The lines from the start of the records through the one containing "Target: knee pad" are to be transcribed exactly, and nothing else.

Given entries
******************************

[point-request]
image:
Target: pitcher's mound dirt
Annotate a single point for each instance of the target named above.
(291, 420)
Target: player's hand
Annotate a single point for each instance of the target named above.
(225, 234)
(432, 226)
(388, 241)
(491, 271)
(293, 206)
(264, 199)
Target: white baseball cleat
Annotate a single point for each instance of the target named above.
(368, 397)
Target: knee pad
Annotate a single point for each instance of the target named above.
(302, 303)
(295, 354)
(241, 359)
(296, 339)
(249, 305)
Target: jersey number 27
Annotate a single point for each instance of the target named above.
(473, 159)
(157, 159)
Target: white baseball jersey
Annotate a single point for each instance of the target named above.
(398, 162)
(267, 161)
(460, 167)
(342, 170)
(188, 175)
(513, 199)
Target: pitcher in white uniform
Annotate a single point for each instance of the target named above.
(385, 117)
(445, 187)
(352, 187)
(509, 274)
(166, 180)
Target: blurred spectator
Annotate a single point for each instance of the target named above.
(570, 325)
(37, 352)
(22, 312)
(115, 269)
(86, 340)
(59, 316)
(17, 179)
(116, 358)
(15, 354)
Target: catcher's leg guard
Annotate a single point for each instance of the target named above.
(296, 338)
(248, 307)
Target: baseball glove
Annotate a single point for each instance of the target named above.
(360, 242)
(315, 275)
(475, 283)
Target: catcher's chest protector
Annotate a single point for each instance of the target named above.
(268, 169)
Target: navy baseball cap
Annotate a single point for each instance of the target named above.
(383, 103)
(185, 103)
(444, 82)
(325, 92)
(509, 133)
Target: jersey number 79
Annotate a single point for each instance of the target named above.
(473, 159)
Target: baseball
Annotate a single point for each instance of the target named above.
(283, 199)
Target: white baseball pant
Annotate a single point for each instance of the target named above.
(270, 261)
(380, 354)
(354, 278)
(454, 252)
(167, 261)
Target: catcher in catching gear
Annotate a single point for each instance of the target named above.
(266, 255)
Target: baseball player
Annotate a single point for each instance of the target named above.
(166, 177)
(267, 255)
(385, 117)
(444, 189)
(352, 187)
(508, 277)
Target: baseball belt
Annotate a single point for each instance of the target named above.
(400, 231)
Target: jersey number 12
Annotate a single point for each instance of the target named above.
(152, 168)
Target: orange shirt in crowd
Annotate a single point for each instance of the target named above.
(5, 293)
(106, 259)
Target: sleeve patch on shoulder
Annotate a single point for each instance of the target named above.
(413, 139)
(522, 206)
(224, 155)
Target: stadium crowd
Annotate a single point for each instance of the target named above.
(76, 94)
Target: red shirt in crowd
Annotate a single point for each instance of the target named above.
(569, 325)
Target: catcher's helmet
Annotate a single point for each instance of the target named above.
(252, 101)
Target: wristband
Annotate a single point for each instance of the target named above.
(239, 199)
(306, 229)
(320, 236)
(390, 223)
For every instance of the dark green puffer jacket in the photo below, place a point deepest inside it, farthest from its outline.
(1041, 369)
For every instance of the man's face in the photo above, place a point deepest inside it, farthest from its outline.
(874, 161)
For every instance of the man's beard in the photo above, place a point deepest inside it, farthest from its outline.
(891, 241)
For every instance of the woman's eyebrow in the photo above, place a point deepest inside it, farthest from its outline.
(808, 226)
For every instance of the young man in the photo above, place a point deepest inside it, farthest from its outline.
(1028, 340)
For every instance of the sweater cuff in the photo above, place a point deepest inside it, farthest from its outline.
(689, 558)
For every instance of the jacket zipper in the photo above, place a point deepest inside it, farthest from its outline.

******************************

Solution to the exercise
[point-request]
image:
Target: pitcher's mound dirt
Annotate a single point for each instance of the target named above.
(291, 420)
Target: player's hand
Annotate a single point for each instance of the target named above.
(225, 234)
(432, 226)
(388, 241)
(491, 271)
(293, 206)
(264, 199)
Target: white baseball cleat
Annotate a single point for each instance of the target named above.
(368, 397)
Target: knee pad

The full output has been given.